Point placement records
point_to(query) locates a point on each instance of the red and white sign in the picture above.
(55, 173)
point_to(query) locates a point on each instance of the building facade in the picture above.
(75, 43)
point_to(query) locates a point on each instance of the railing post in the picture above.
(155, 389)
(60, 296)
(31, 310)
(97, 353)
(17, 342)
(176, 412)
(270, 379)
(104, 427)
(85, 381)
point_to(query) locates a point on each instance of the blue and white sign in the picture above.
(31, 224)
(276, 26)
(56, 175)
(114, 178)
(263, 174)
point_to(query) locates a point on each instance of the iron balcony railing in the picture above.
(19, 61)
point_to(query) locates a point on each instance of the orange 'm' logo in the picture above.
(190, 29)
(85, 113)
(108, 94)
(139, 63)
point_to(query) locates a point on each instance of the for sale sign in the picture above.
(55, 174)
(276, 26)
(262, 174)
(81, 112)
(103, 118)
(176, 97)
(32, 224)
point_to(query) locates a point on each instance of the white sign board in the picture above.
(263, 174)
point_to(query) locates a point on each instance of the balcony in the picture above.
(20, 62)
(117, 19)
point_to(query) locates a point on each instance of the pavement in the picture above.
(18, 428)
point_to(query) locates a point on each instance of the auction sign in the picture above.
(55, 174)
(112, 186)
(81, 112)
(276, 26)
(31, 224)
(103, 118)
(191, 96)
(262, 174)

### Directions for this task
Please rescale everything from the line containing "point_to(query) locates a point on each instance of the blue" down to the end of the records. Write out each of those lines again and multiply every point coordinate by 1.85, rounding to whole numbers with halves going up.

### Full answer
point_to(query) locates a point on each instance of the blue and white sign in the picture above.
(57, 414)
(511, 48)
(104, 324)
(211, 329)
(487, 322)
point_to(query) locates a point on each instance of the iron balcony railing in the picture above.
(35, 113)
point_to(query) locates a point on each instance of the orange 'm' logo in the picture above.
(352, 54)
(157, 209)
(200, 174)
(257, 117)
point_to(query) locates a point on each instance of the for sale sign in the picture above.
(102, 322)
(511, 48)
(485, 322)
(150, 207)
(191, 218)
(326, 179)
(59, 414)
point_to(query) locates a point on each instance of the white sign board in the picture above.
(487, 322)
point_to(query) locates a point on each instance of the balcony in the picture above.
(37, 115)
(216, 35)
point_to(query) locates a point on each instance of the pavement in the picture above.
(33, 792)
point_to(query) locates a point on each instance of the auction sign in the picture above.
(102, 322)
(207, 344)
(150, 207)
(511, 48)
(57, 414)
(191, 218)
(353, 178)
(485, 322)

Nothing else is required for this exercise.